Segmentation labeling items
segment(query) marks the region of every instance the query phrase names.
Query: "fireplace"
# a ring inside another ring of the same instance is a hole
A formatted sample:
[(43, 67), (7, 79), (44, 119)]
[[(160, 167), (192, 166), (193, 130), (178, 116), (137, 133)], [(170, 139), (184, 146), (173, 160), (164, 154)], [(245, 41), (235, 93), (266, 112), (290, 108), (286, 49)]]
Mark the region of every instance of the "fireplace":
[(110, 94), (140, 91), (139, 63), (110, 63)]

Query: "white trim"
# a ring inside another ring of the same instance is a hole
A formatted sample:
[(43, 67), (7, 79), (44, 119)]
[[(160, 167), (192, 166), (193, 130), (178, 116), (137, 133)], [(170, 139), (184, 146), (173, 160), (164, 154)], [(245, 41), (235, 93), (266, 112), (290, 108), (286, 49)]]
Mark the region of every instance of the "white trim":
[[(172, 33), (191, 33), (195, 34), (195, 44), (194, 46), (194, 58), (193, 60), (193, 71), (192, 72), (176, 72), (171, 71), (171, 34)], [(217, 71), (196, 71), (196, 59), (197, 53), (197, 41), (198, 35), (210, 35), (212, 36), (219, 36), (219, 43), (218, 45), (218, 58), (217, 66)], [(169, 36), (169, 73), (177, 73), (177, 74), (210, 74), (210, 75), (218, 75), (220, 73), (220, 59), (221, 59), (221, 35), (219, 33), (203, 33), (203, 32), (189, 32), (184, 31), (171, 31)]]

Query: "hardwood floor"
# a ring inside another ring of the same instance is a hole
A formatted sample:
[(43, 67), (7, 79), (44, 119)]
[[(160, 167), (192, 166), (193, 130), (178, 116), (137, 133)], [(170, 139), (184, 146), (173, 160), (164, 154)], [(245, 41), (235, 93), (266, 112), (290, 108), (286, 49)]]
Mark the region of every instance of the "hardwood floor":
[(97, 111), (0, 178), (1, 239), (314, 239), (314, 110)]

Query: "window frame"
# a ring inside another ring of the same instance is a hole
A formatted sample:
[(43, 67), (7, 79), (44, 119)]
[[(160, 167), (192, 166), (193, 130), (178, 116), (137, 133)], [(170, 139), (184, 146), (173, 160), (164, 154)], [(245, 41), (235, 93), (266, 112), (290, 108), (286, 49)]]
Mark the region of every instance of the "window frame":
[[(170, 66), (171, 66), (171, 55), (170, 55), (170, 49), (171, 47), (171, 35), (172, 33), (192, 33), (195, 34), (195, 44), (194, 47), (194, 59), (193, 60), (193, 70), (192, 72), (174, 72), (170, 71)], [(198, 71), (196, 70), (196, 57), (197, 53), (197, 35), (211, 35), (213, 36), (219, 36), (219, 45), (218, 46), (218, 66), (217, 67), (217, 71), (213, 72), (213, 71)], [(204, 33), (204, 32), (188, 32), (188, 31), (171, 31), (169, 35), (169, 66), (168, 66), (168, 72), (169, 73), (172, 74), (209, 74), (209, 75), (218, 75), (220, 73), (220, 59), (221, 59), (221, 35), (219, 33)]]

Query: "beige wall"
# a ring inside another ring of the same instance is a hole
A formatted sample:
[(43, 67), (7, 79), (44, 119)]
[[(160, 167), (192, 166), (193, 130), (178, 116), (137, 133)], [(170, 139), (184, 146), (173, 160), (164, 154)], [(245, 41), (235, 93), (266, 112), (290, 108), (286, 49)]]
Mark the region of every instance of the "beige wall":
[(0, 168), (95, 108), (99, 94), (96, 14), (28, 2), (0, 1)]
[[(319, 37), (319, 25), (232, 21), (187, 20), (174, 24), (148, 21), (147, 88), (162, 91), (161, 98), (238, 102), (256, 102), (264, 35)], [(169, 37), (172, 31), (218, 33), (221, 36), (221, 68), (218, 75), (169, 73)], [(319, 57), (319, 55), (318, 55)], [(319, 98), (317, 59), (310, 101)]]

* * *

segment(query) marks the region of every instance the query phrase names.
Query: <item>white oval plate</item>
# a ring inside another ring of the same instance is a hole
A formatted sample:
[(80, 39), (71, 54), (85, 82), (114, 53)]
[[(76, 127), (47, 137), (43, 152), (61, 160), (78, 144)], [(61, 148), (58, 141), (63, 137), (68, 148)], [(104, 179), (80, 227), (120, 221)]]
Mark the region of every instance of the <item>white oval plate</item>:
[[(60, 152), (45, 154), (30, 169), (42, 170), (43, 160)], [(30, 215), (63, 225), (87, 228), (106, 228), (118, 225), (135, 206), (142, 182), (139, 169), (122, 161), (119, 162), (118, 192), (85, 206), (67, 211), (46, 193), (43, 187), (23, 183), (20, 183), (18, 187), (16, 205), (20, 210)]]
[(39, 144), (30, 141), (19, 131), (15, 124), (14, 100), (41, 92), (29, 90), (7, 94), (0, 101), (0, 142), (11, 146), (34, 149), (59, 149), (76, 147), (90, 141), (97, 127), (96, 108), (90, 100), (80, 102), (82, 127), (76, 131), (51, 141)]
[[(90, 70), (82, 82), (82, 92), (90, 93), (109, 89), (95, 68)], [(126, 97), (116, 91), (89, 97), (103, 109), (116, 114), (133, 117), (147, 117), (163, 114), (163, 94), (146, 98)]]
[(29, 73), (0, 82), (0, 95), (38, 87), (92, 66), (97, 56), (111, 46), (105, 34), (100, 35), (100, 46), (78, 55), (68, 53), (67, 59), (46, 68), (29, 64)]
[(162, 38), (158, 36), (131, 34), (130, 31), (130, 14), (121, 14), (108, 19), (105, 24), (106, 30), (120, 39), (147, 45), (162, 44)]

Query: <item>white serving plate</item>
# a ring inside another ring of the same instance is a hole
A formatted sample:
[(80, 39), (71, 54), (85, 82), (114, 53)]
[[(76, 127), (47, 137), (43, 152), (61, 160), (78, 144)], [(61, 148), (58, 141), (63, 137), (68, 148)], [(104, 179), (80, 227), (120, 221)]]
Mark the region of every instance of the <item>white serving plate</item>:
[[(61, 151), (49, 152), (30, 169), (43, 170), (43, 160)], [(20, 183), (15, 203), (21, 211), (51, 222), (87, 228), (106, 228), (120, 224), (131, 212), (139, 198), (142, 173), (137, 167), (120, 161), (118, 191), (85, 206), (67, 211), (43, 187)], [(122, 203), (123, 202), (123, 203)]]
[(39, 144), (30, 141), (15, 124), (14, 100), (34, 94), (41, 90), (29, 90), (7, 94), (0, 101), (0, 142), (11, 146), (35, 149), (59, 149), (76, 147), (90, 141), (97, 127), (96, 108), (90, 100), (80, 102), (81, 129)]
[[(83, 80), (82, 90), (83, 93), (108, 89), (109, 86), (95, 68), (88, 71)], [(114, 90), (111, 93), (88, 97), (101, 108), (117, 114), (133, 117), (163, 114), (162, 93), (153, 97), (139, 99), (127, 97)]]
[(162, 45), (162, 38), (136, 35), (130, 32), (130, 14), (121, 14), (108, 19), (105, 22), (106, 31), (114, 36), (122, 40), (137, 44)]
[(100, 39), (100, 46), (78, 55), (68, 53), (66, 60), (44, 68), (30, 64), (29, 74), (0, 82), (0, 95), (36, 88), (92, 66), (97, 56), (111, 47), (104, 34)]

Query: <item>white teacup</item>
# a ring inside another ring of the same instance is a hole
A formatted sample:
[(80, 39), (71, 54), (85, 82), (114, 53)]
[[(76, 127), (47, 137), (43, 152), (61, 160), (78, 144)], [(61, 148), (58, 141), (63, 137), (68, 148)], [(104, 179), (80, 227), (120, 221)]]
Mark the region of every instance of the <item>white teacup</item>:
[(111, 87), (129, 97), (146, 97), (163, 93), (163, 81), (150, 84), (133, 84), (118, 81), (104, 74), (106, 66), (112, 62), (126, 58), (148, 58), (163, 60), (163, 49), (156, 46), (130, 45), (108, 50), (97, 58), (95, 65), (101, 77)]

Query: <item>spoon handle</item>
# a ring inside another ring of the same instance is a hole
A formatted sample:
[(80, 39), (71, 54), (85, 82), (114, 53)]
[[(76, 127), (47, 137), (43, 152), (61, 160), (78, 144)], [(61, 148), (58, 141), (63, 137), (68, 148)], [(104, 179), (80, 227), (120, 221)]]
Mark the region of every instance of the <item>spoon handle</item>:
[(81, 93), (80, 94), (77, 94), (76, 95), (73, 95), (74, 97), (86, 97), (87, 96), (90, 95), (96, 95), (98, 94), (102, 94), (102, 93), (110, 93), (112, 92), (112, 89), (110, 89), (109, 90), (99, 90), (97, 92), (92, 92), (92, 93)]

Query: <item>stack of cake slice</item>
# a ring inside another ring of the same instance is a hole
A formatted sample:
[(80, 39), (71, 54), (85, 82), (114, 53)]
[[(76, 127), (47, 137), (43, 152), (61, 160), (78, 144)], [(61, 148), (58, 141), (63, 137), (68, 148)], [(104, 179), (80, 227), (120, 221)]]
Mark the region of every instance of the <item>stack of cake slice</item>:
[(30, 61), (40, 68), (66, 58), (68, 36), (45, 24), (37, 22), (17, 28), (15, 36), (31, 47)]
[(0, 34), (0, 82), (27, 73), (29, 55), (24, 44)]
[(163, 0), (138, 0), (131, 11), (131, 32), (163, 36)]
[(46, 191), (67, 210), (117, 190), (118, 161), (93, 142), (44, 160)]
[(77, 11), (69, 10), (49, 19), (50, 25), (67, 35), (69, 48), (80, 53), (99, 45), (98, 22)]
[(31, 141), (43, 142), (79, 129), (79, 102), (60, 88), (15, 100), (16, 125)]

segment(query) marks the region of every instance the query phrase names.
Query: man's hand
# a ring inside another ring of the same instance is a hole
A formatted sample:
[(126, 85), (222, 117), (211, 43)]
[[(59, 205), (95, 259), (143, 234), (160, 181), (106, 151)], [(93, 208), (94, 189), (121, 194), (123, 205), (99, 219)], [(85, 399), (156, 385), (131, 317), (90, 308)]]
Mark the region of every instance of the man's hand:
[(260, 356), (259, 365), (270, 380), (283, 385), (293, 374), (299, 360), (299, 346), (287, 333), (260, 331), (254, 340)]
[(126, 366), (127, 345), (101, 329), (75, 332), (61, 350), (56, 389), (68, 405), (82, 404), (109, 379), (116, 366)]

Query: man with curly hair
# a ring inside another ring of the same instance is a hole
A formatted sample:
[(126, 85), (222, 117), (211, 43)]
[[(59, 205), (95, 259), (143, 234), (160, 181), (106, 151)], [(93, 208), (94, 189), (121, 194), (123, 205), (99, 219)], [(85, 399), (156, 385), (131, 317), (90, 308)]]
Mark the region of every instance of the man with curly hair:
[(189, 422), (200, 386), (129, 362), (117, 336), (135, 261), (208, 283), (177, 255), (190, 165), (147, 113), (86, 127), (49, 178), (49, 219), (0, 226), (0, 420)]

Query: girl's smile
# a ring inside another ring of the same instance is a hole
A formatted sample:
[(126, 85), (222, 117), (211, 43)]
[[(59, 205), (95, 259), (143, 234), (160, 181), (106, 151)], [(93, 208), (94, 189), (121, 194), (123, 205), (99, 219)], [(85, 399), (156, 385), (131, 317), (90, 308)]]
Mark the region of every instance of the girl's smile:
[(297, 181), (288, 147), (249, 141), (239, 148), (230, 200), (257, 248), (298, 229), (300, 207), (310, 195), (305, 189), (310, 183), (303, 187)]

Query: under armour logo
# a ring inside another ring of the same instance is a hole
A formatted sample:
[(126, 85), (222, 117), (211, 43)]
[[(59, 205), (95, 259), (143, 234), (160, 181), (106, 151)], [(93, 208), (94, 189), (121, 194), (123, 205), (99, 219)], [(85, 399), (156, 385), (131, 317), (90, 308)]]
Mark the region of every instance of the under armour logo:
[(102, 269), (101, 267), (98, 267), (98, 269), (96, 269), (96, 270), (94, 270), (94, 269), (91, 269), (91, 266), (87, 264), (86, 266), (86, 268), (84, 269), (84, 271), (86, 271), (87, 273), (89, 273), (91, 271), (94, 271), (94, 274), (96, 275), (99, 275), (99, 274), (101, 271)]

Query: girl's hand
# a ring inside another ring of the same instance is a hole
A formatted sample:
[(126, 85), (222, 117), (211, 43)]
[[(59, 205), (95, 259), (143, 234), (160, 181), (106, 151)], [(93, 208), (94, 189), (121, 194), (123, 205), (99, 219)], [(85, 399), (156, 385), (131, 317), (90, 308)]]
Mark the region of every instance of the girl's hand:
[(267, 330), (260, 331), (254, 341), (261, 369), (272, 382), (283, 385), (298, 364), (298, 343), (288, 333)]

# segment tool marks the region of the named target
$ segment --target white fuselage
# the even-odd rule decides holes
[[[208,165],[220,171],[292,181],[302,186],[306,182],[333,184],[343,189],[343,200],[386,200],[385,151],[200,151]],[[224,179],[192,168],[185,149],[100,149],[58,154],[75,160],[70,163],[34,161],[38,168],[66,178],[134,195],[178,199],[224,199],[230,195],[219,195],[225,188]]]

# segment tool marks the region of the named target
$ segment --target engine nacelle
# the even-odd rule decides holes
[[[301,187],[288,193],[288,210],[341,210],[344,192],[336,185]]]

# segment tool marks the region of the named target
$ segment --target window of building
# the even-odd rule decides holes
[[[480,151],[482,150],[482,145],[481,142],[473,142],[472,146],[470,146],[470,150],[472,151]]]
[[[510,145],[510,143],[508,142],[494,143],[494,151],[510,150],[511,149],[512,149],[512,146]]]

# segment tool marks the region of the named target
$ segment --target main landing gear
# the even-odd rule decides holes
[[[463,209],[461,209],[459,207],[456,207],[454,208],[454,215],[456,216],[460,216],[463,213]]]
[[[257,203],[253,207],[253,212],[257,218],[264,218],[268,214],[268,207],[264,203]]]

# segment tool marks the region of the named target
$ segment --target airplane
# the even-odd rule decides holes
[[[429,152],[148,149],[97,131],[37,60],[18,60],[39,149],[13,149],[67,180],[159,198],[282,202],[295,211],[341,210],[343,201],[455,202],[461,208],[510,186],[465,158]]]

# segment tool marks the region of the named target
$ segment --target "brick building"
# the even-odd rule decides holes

--

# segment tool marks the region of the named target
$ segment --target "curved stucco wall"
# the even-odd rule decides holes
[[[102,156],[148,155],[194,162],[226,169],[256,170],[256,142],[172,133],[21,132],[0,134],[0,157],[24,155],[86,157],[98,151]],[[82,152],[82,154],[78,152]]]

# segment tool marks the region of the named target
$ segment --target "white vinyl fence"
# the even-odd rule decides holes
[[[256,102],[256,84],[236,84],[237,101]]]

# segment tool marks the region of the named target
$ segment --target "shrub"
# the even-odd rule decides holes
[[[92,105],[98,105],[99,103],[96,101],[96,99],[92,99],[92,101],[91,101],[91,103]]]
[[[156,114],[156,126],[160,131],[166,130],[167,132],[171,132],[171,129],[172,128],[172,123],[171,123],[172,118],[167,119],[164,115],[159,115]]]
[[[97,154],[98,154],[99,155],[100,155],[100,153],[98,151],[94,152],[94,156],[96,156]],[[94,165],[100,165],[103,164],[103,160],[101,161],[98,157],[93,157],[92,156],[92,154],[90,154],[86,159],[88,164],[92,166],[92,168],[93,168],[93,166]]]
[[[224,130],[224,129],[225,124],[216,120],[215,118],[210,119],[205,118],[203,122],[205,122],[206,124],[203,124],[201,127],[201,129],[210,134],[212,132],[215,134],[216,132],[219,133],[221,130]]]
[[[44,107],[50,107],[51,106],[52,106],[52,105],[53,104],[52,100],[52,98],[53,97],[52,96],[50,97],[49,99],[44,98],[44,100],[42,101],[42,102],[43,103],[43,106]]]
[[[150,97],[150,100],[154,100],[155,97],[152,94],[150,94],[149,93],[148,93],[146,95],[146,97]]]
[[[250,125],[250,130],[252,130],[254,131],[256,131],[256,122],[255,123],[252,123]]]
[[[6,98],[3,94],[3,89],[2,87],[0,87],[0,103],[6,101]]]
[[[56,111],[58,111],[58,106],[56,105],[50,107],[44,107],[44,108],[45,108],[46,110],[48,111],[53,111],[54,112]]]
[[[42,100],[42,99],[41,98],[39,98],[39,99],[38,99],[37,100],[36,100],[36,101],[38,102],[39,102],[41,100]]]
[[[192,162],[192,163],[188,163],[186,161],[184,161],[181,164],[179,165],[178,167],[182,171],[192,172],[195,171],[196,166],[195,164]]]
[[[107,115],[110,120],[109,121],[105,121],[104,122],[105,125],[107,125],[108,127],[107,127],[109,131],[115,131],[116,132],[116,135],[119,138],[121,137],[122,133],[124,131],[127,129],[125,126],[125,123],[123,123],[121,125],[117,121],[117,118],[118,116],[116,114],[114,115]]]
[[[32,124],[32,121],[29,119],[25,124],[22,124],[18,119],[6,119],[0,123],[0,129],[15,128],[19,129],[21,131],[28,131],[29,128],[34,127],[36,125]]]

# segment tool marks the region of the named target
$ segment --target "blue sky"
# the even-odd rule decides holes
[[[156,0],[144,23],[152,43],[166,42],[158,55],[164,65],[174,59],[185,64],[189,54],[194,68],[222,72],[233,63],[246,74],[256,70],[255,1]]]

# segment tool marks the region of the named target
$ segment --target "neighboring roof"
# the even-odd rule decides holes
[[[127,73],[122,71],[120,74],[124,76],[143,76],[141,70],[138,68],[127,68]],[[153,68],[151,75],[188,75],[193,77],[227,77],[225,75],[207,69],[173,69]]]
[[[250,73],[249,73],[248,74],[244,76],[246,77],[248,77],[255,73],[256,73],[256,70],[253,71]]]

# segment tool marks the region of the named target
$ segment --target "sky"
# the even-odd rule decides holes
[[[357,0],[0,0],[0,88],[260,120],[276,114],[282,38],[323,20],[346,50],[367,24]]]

— SET PROBLEM —
Copy the lines of data running from the line containing "Query: girl's hand" through the line containing "343), (288, 333)]", with both of those lines included, and keep every character the same.

— RIGHT ANSWER —
Query: girl's hand
# a ring inside another ring of the same instance is a hole
A formatted sample:
[(126, 85), (222, 117), (211, 43)]
[[(59, 205), (95, 259), (143, 234), (160, 181), (106, 151)], [(93, 208), (94, 189), (121, 194), (123, 205), (99, 219)], [(85, 399), (156, 385), (131, 317), (90, 308)]]
Mark the region of every instance of the girl's hand:
[(267, 330), (260, 331), (254, 341), (261, 369), (272, 382), (283, 385), (298, 364), (298, 343), (288, 333)]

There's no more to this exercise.